_Source passage_
Wisconsinites Tired of Politics
October 13, 2020
To say America’s 2020 presidential election is creating extreme emotions might be an understatement. After enduring so many health, political and social justice issues already this year, many Americans are frustrated with the country’s leadership, or lack thereof. No matter what, people are tired of politics.
“I feel like the country is quickly approaching a breaking point,” said Shane Simplot of Beloit, Wisconsin. “Politically, we are more divided than we have been in decades. I think if Trump wins in November, more cities will burn. I think if Biden wins in November, more cities will burn. We’ve spent the better part of the last decade dehumanizing the other side of our political beliefs and it’s going to come to a head.”
In many instances, mainstream media campaigns and political ads are falling on deaf ears. The negativity of the ads combined with the frequency of delivery is turning people away from paying any attention.
“I get so tired of seeing attack ads,” said Danielle Aubrey of Janesville, Wisconsin. “It’s one thing to put out an ad for yourself but I get so tired of tired of the attack ads. I get even more tired of random political texts from people I don’t know asking for my opinion.”

Data records:
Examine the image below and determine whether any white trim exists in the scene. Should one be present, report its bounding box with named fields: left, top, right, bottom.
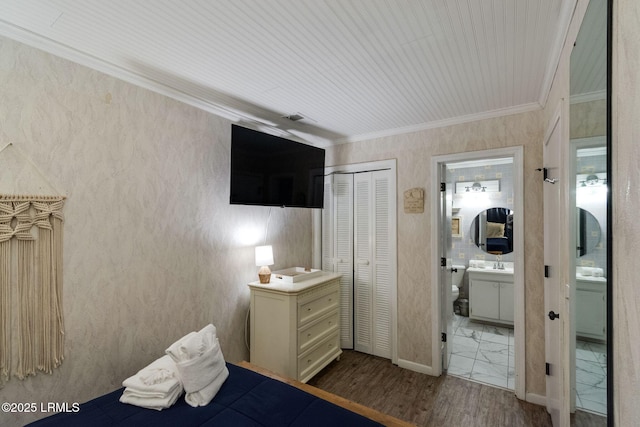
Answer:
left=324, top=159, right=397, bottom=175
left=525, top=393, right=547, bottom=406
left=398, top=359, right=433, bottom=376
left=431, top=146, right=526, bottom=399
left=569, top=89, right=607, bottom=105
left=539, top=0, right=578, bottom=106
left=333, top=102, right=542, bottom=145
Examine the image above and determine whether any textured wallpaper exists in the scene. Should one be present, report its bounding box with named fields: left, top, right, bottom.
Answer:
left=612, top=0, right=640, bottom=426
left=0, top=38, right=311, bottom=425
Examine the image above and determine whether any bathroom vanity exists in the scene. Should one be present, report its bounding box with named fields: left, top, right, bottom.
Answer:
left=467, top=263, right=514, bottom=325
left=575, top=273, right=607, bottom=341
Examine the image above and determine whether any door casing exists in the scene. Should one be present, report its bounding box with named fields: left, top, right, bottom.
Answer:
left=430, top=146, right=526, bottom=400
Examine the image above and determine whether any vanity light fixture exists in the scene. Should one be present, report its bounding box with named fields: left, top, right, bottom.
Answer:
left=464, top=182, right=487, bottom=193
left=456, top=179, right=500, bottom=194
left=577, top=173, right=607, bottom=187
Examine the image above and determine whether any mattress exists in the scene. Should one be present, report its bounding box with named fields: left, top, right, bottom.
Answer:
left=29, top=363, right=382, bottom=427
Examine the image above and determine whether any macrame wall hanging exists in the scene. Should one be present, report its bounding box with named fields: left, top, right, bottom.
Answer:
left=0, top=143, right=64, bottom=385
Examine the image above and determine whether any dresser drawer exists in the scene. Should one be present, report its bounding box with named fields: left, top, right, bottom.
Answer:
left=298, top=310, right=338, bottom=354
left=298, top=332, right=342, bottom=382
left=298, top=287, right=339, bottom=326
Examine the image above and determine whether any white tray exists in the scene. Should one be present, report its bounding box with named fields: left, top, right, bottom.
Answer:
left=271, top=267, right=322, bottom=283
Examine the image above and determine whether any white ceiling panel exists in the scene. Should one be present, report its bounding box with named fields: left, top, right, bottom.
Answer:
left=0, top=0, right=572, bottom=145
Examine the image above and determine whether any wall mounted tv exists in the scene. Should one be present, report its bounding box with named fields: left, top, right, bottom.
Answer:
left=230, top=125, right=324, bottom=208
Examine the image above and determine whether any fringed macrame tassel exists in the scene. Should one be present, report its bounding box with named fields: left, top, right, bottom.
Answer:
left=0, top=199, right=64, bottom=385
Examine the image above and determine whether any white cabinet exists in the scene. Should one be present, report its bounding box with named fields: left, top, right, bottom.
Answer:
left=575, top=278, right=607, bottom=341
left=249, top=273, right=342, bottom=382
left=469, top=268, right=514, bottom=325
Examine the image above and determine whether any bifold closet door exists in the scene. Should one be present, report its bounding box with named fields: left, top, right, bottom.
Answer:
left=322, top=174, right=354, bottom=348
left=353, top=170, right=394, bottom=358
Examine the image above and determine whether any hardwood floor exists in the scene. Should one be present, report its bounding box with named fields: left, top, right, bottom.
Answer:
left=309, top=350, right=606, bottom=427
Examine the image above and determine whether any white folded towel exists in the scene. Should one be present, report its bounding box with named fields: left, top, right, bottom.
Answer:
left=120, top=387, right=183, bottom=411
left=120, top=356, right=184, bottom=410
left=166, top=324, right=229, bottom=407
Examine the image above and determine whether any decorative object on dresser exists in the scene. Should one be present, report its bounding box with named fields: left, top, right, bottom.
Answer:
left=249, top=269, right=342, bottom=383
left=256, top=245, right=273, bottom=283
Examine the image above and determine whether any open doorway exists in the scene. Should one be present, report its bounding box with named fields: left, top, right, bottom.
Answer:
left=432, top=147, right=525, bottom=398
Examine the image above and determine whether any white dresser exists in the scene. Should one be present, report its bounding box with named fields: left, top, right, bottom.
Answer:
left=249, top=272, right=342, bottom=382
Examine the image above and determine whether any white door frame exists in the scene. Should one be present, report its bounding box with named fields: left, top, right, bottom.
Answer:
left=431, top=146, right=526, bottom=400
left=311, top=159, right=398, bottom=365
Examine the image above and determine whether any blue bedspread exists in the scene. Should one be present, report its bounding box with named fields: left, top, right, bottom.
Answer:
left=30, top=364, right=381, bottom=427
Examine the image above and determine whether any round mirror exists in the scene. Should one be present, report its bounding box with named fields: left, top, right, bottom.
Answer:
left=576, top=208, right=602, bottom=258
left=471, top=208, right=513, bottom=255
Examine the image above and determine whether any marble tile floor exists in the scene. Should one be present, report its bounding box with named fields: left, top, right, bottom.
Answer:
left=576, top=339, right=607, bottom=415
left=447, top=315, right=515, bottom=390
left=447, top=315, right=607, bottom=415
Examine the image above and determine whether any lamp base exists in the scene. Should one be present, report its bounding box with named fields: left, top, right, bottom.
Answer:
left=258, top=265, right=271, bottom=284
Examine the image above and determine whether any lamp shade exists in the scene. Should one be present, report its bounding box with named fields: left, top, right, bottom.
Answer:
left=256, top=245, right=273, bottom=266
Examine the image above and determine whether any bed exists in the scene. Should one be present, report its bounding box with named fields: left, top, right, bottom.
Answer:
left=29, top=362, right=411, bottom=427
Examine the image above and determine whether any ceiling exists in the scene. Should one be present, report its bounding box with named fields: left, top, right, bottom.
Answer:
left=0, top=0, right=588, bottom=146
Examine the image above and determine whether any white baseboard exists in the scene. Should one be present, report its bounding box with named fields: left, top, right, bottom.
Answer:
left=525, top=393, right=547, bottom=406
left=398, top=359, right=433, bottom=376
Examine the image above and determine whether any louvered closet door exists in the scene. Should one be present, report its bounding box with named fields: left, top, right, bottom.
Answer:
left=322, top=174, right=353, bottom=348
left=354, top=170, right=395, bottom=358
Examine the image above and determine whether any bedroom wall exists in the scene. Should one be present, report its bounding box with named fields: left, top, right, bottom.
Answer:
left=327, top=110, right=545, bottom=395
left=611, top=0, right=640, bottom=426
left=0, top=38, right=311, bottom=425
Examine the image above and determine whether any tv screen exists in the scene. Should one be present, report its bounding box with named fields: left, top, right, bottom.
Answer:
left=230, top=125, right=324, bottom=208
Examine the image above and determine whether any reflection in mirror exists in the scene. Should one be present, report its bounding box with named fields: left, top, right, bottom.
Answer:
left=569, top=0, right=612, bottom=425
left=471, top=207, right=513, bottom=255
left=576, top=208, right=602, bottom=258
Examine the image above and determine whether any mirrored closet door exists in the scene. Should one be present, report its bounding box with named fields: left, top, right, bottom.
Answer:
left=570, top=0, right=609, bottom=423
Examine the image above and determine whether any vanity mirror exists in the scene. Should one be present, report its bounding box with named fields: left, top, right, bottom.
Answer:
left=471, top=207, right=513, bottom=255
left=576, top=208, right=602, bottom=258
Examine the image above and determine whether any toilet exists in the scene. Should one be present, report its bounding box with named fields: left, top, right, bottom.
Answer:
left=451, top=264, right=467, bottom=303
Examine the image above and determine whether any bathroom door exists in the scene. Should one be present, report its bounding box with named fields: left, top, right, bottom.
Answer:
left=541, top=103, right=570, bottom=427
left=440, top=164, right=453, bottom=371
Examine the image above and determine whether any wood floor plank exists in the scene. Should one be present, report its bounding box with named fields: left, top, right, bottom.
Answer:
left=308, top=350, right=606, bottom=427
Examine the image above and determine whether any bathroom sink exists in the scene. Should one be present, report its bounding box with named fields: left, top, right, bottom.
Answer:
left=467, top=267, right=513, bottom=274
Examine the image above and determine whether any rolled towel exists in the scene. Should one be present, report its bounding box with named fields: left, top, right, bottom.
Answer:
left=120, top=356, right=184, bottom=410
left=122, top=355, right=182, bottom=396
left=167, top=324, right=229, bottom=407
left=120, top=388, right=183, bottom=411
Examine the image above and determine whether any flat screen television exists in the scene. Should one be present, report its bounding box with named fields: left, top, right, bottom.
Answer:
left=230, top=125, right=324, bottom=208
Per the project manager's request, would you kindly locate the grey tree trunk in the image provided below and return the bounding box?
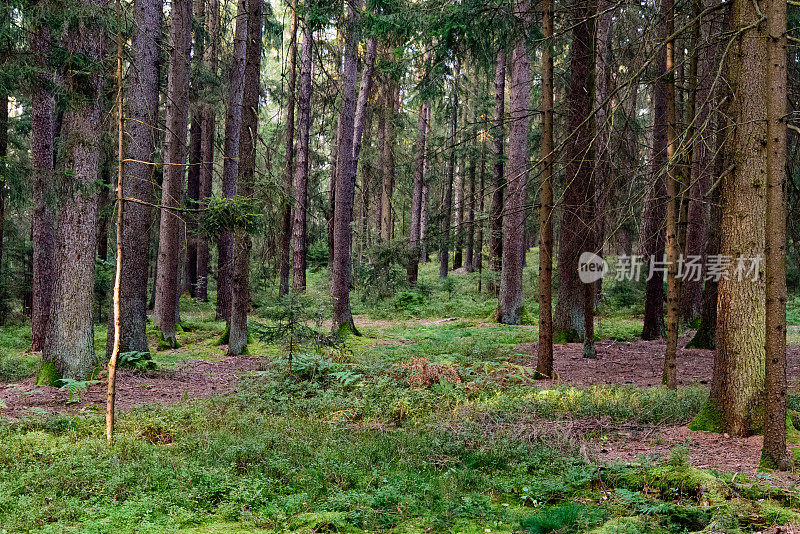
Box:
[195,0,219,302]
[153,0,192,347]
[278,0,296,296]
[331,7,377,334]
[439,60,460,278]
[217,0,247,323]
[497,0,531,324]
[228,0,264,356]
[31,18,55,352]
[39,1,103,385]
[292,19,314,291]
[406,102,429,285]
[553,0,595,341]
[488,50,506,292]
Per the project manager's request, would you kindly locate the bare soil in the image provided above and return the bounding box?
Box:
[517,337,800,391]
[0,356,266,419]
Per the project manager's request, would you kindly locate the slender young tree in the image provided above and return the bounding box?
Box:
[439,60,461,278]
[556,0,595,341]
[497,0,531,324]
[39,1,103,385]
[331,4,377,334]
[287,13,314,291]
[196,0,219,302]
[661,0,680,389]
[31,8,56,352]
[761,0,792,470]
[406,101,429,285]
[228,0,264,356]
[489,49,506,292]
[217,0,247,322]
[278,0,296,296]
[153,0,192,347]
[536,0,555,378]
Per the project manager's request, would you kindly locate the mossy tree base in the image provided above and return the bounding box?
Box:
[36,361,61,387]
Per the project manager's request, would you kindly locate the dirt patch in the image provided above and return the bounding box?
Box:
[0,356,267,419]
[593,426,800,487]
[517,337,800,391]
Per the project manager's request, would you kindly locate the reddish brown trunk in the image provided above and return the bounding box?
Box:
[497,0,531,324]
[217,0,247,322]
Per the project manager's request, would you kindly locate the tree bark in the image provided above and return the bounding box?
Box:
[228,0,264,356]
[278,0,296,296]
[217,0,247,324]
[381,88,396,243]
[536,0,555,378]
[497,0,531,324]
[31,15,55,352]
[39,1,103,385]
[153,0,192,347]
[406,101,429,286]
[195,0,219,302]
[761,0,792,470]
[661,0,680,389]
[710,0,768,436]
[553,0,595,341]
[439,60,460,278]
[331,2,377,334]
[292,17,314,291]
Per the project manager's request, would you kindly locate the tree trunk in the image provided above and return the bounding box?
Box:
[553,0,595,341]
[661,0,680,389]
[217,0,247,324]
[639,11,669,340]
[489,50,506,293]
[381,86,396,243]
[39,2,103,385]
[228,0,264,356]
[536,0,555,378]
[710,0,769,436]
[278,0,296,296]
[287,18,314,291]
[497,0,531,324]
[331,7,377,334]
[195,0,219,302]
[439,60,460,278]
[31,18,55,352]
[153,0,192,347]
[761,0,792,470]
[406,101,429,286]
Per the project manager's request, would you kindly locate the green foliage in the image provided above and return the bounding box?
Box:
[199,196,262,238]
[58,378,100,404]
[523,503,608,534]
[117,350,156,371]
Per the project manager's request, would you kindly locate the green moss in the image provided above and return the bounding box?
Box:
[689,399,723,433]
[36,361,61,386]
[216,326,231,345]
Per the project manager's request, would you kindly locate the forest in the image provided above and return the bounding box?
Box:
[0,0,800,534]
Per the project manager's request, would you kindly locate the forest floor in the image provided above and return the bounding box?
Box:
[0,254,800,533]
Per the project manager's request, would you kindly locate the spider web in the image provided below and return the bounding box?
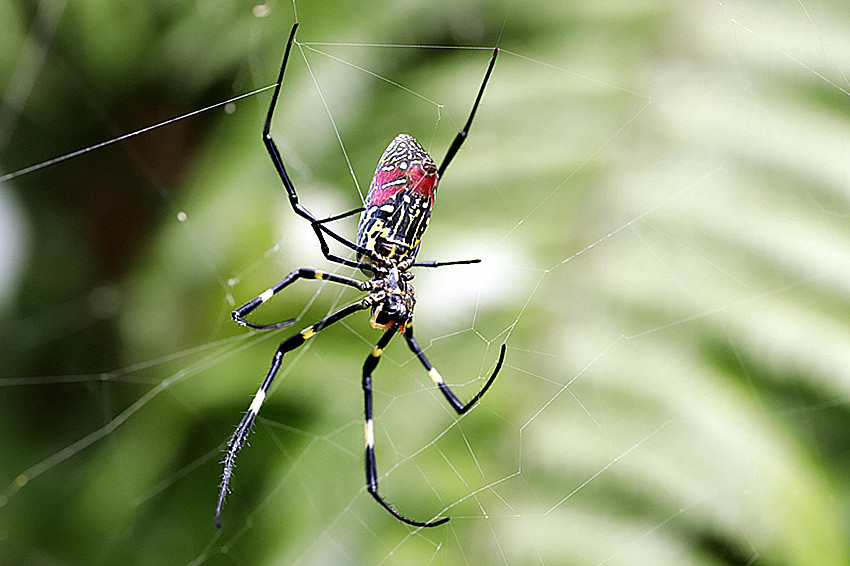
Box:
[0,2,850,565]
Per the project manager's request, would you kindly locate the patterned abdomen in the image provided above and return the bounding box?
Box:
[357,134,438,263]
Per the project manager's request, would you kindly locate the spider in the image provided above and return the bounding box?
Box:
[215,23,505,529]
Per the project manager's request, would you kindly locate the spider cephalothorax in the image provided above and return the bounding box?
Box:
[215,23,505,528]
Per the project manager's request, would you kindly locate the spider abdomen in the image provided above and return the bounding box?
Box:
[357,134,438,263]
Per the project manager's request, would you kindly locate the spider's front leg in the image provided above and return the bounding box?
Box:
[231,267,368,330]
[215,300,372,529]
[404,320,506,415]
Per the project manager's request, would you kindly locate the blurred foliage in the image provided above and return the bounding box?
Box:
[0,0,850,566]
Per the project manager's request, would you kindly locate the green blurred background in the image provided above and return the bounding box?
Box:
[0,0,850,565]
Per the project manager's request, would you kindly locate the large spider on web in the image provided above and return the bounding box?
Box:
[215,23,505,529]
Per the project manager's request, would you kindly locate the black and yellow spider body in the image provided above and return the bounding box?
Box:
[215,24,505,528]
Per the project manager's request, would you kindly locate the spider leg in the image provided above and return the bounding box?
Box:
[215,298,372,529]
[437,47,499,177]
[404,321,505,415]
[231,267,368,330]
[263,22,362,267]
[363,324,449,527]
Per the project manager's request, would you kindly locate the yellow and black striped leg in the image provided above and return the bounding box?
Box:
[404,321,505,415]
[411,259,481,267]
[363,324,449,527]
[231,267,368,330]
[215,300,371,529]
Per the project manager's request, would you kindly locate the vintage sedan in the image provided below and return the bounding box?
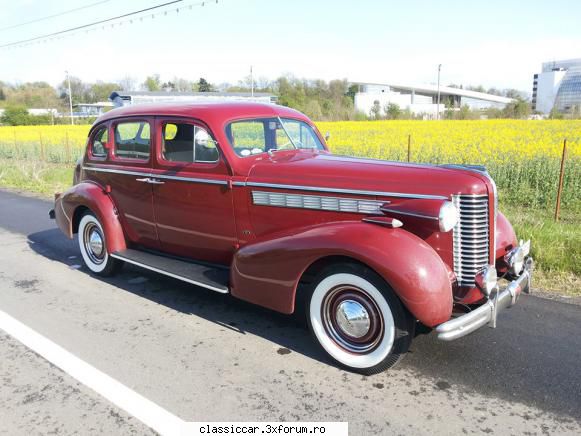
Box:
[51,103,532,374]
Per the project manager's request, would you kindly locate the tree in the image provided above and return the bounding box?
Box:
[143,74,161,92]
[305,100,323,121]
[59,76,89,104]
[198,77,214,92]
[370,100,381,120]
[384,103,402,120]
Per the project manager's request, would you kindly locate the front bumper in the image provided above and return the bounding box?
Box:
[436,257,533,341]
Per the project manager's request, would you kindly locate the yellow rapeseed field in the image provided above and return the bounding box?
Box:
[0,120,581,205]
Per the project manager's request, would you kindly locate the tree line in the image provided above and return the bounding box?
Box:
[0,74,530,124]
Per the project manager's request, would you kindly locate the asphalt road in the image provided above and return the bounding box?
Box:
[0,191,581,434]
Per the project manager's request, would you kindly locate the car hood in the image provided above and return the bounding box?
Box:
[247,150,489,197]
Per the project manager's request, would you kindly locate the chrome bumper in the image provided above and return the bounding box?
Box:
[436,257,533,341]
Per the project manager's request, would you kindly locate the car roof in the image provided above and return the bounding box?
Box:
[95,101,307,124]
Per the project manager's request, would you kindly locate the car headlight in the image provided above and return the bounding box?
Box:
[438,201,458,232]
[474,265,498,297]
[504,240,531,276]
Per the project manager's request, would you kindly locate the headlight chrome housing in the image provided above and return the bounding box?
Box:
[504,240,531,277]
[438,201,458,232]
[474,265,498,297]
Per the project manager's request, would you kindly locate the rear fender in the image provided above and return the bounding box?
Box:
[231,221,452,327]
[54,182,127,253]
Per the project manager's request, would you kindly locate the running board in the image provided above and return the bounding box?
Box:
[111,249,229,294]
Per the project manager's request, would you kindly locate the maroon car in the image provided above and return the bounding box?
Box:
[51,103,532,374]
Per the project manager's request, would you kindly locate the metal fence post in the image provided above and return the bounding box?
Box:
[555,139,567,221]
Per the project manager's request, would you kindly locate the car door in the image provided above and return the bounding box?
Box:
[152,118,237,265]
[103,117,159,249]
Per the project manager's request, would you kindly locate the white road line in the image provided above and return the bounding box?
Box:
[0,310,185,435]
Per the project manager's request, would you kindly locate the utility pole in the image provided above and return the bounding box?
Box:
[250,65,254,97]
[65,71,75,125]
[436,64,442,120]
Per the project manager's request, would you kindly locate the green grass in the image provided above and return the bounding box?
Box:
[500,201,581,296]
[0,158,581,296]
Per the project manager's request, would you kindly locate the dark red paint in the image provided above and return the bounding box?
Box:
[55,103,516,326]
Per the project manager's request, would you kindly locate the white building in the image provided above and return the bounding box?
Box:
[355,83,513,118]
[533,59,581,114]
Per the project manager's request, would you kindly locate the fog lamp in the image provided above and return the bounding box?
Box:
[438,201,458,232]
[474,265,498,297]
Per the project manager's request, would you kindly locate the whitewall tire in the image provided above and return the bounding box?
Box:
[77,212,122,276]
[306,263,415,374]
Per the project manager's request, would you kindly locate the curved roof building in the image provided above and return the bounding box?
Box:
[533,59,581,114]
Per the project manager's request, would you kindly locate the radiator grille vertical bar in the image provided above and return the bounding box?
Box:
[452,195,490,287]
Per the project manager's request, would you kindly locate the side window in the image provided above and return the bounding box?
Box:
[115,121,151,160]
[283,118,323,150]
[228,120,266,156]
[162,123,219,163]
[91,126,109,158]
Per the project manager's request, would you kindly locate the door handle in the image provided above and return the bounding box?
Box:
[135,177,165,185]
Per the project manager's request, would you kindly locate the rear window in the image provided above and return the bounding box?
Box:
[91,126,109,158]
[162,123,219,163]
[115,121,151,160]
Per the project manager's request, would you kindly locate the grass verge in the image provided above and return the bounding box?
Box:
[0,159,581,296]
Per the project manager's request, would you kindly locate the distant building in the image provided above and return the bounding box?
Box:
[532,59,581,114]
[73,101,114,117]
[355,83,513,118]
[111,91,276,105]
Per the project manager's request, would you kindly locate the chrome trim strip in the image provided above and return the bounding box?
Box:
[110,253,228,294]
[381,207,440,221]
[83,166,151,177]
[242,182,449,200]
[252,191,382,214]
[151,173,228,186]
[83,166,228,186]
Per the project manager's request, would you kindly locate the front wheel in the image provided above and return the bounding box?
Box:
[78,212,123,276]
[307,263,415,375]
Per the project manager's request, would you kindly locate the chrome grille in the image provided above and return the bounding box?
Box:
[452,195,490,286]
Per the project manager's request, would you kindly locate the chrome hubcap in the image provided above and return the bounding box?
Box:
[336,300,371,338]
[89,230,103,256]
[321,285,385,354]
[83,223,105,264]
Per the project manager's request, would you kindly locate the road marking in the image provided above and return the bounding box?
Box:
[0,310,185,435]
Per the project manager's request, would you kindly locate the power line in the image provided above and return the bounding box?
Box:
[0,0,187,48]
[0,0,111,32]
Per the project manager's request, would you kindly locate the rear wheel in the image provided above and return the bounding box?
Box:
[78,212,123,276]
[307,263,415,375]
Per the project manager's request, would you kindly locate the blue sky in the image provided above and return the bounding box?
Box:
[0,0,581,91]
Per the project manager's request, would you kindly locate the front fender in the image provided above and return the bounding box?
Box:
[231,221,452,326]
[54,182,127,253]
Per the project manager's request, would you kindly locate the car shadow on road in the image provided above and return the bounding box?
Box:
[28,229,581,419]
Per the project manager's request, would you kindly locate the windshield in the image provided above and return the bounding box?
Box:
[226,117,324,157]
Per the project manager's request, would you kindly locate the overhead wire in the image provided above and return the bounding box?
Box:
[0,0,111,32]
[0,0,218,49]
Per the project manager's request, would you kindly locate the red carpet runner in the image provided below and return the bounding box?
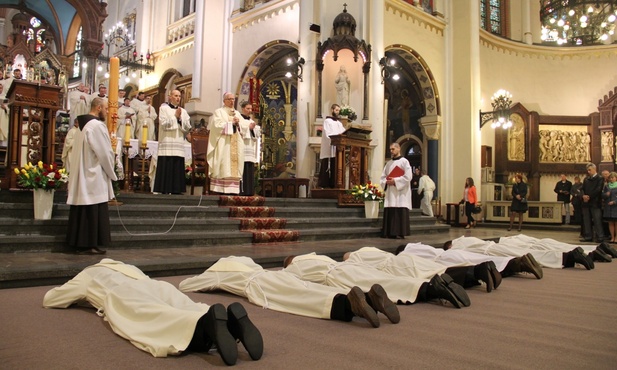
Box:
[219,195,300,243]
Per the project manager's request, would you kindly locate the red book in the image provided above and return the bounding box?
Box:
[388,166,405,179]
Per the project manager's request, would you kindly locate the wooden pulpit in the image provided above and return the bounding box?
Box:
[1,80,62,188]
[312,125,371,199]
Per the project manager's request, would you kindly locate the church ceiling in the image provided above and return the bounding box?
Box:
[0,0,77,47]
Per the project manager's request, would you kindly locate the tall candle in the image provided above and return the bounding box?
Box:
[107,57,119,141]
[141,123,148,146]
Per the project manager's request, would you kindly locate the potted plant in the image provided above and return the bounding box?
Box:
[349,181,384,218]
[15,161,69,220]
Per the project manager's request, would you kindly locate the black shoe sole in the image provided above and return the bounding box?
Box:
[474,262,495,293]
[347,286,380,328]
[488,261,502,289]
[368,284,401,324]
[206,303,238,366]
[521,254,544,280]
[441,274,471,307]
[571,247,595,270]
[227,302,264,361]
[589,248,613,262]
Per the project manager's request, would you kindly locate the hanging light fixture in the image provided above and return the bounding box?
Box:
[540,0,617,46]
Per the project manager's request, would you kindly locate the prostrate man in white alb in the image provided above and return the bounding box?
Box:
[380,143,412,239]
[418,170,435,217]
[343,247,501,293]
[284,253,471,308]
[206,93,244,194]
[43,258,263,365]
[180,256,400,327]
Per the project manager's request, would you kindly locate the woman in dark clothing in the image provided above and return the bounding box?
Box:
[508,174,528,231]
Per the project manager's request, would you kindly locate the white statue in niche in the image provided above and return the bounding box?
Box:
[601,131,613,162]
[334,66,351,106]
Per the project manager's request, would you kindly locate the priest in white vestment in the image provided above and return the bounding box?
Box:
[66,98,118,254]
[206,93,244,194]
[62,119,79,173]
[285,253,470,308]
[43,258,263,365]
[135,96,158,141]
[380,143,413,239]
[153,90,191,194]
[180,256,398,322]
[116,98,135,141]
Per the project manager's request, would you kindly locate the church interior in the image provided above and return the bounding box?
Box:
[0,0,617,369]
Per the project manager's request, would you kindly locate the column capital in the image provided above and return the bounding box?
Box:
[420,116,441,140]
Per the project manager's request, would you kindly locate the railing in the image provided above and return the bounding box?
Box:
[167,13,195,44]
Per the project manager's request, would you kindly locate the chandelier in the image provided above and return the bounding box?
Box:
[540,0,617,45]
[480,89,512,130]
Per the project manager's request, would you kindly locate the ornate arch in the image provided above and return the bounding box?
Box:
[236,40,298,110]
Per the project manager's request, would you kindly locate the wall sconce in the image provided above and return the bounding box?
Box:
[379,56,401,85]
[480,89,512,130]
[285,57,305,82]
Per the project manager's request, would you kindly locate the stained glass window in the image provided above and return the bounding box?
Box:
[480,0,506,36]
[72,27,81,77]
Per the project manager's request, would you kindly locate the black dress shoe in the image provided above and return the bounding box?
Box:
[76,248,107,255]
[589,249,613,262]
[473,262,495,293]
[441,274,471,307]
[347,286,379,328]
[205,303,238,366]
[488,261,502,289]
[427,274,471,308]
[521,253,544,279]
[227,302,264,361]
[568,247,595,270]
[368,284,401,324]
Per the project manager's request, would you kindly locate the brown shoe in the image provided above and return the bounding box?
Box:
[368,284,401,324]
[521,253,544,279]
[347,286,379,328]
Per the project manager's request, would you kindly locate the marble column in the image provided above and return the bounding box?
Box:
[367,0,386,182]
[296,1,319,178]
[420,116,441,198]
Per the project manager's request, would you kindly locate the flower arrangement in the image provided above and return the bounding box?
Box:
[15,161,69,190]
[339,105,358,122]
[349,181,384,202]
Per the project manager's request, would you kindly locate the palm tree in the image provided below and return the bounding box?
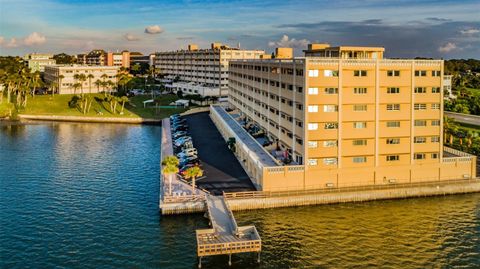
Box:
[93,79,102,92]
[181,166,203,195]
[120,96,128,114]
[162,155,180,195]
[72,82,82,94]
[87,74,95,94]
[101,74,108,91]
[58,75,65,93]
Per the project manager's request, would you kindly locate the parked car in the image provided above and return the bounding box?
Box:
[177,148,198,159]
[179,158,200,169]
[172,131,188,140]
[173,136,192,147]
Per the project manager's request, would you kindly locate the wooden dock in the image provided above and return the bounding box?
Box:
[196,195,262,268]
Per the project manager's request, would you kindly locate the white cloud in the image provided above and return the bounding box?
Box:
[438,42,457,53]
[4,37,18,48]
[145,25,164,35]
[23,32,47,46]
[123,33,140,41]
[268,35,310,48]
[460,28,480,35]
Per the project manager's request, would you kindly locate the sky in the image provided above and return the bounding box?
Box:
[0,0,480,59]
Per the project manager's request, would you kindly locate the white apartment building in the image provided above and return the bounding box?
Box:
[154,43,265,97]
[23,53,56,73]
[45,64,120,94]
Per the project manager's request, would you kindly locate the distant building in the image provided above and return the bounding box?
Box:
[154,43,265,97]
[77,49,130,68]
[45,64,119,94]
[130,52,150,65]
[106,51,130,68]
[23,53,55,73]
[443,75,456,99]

_Requirement 1_
From the article about Wisconsinites tired of politics, extract the passage that begins at the words "Wisconsinites Tired of" and stops after the words "tired of politics.".
_Requirement 2_
In the article about Wisconsinites tired of politics, what kinds of issues does it say Americans have already endured this year? List each one.
_Requirement 3_
Continue the article about Wisconsinites tired of politics from where it stops.

_Final answer 1_
Wisconsinites Tired of Politics
October 13, 2020
To say America’s 2020 presidential election is creating extreme emotions might be an understatement. After enduring so many health, political and social justice issues already this year, many Americans are frustrated with the country’s leadership, or lack thereof. No matter what, people are tired of politics.

_Final answer 2_
health issues
political issues
social justice issues

_Final answer 3_
Aubrey said she makes an effort to look at issues very objectively to get a handle on the big picture of politics. She doesn’t fully support one party over another and wishes a candidate would emerge whose policies and ideas would run down the middle of both major parties, she said.
“There never seems to be one person who runs that sits in the middle and is objective,” she said. “And if there is such a person, they run Libertarian and have almost no backing and don’t get far.”
Orfordville, Wisconsin resident Arthur Hauri doesn’t listen to or watch political ads because he feels they don’t provide an accurate assessment of the candidates. Hearing directly from candidates is a better way to assess their ideas and policies, he said.
“Campaign ads on all sides I tune out,” Hauri said. “Ads are slimy and you don’t develop a true picture. I will pay attention to town halls and debates and the candid words come from the candidate’s mouths rather than a scripted, overly-produced campaign advertisement.”
For Brodhead, Wisconsin resident Jay Kennedy, religion plays an important role in deciding how to vote. He continues to notice how the Democratic party is open about removing God from every aspect of Americans’ lives.
“In some parts of the country, even going to church is under attack,” Kennedy said. “They are removing ‘under God’ from the Pledge of Allegiance, they perform abortions without conviction, they celebrate criminals while defunding police, they support “protesting” and that it has no effect on covid but ban high school graduations. We can shop at Wal-Mart but we can’t vote in person.”
Kennedy said he has learned politics have become quite hypocritical and he continues to tune out Democratic commercials. His voting decision is made.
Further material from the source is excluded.